EXERCISE GOAL:
Below are the records; copy exactly the stretch from the line containing "Target: pony's hind leg" through the line containing "Target: halter noseband", both ends included, and nothing else.

RECORDS SUPPLIED:
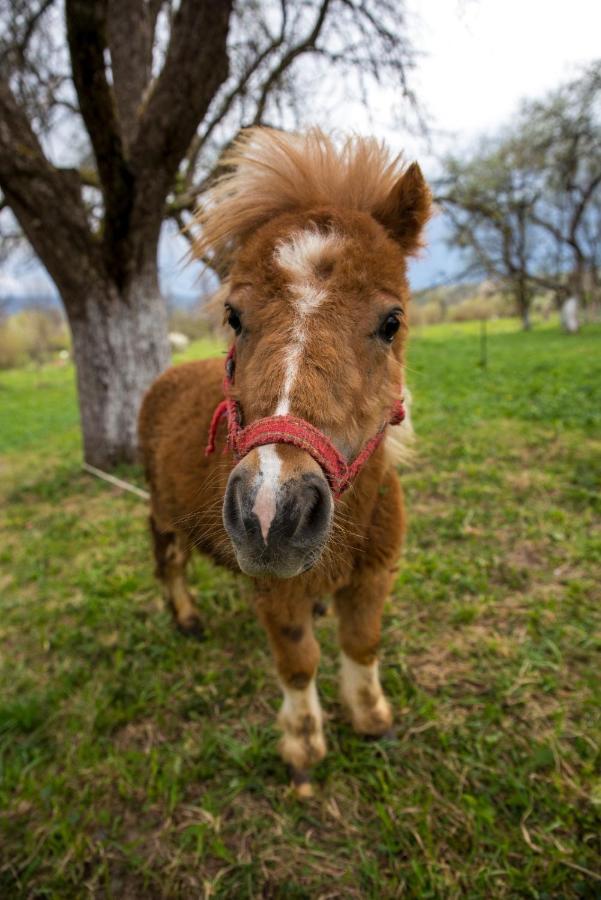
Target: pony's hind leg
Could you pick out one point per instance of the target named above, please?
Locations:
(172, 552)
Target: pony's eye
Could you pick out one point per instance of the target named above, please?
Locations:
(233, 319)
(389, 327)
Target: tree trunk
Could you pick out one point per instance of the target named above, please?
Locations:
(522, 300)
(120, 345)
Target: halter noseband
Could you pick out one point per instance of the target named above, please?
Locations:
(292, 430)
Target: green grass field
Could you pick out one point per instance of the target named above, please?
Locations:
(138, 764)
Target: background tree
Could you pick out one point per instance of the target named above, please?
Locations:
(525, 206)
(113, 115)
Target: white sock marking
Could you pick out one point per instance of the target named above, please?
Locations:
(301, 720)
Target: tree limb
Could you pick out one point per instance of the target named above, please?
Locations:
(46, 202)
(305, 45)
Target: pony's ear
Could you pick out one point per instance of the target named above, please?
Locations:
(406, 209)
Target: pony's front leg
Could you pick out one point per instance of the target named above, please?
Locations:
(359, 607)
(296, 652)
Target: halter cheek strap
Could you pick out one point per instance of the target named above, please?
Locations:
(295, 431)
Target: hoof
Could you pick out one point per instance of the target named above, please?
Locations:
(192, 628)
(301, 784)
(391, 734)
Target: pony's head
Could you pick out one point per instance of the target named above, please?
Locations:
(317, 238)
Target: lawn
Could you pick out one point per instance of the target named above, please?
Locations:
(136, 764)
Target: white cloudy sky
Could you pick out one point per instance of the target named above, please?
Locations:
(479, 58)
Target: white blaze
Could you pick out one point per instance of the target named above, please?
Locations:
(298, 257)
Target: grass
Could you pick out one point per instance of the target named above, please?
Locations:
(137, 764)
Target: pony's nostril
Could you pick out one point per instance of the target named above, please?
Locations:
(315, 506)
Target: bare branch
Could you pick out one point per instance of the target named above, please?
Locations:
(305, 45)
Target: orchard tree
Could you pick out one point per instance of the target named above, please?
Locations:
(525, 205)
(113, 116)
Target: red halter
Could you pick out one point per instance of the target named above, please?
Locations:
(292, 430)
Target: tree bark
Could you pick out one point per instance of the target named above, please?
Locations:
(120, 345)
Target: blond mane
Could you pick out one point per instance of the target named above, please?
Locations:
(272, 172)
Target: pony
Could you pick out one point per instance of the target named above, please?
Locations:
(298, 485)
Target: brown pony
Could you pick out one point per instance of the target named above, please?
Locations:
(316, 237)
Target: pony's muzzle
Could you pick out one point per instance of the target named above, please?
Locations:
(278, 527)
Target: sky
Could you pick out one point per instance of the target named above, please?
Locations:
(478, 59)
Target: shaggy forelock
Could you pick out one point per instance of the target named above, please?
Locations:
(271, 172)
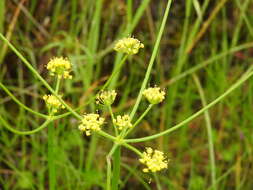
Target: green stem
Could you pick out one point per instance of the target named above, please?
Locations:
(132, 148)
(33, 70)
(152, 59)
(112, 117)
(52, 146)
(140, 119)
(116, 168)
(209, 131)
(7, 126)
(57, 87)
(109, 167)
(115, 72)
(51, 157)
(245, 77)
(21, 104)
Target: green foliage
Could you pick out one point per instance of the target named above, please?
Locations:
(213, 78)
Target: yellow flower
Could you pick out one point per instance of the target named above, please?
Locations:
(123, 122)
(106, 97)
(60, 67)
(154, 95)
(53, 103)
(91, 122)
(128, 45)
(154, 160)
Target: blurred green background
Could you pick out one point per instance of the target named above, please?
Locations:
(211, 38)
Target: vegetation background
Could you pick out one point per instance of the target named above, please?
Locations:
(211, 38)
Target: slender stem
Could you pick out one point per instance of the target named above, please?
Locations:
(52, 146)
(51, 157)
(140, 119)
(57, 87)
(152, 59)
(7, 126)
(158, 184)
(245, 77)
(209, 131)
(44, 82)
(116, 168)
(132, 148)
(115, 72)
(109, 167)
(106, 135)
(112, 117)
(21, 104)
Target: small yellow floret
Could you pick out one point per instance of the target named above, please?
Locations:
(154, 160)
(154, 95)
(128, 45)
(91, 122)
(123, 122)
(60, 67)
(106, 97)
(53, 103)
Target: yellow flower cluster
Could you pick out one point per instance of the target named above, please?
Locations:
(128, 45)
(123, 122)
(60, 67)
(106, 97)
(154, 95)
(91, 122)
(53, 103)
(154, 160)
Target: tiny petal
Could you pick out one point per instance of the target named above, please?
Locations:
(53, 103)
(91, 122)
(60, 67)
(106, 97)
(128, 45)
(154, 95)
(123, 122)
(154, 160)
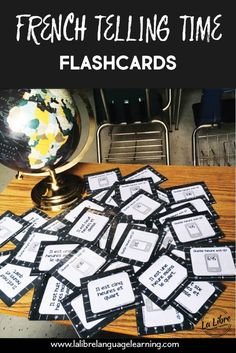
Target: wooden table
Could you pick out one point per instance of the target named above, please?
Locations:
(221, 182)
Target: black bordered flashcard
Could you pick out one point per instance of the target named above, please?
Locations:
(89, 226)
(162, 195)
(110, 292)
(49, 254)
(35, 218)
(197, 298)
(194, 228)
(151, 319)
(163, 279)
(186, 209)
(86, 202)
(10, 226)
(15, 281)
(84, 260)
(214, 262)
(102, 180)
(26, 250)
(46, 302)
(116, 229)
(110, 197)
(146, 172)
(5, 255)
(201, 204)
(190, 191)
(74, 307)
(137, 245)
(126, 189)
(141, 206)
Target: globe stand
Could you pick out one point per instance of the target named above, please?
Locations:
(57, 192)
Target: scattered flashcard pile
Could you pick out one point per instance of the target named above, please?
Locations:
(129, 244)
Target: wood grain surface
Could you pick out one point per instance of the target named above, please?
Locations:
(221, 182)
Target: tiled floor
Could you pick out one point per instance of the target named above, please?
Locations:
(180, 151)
==
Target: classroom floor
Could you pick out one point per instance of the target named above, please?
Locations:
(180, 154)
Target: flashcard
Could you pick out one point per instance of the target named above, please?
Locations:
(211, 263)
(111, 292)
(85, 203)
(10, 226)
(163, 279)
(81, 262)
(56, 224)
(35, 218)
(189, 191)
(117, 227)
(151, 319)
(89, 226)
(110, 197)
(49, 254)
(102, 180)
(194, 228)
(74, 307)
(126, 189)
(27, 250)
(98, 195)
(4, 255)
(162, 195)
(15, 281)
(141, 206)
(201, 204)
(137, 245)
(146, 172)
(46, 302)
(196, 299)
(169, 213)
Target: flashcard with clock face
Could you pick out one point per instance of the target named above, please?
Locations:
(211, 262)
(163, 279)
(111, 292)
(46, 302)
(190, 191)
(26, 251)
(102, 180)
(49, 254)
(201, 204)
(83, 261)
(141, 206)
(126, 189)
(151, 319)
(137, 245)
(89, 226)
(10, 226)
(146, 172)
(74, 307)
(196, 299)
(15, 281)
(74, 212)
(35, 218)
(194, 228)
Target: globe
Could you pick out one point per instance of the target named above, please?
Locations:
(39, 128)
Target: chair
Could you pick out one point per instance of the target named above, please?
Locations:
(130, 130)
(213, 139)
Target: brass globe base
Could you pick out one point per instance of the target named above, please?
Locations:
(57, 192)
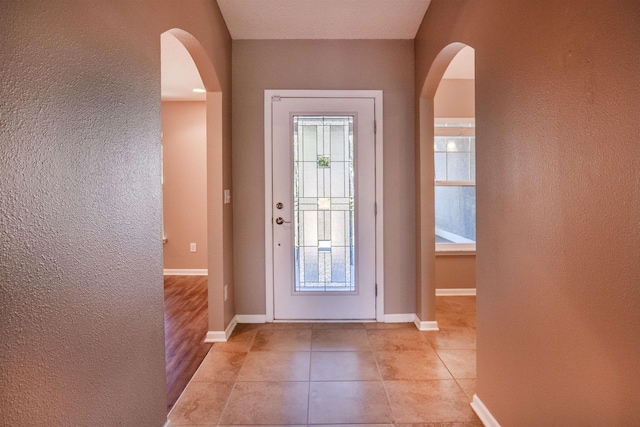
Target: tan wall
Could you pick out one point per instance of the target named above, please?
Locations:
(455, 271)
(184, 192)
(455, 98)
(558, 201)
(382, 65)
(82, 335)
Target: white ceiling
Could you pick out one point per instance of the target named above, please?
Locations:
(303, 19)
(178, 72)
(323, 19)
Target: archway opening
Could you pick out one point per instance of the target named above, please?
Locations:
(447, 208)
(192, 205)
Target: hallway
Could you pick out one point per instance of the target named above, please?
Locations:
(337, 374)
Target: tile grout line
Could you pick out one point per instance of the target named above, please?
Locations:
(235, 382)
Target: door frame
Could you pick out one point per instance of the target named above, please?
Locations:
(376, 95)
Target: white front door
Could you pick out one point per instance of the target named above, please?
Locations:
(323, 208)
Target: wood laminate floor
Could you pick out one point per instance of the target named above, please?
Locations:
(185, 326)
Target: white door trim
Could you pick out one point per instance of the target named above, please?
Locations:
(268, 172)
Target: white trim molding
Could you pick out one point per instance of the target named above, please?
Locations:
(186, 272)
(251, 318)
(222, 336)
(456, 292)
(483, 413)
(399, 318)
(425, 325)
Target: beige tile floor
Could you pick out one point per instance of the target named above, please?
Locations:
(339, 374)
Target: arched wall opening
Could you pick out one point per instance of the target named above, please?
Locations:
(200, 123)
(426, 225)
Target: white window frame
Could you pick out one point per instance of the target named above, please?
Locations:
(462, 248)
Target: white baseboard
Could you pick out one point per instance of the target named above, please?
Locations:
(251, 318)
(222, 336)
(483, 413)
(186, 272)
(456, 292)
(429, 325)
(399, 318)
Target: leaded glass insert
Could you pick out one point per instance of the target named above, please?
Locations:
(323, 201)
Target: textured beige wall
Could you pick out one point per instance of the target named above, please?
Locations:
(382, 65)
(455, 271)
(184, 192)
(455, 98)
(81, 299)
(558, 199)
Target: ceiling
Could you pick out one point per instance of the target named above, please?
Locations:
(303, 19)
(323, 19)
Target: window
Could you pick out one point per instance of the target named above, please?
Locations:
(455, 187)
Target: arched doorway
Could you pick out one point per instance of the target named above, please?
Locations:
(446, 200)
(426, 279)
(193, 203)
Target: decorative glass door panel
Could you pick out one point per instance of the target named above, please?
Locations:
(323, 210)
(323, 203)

EXPECTED ANSWER:
Target: pony's hind leg
Could you pick out one point per instance of the target named above, please?
Locations:
(172, 552)
Target: pony's eye
Could you pick out one point per instance of the target named above, please?
Locations:
(233, 319)
(389, 327)
Target: tree trunk
Could you pick out one point per instance of the target named above, please?
Locations:
(522, 300)
(120, 345)
Target: halter noseband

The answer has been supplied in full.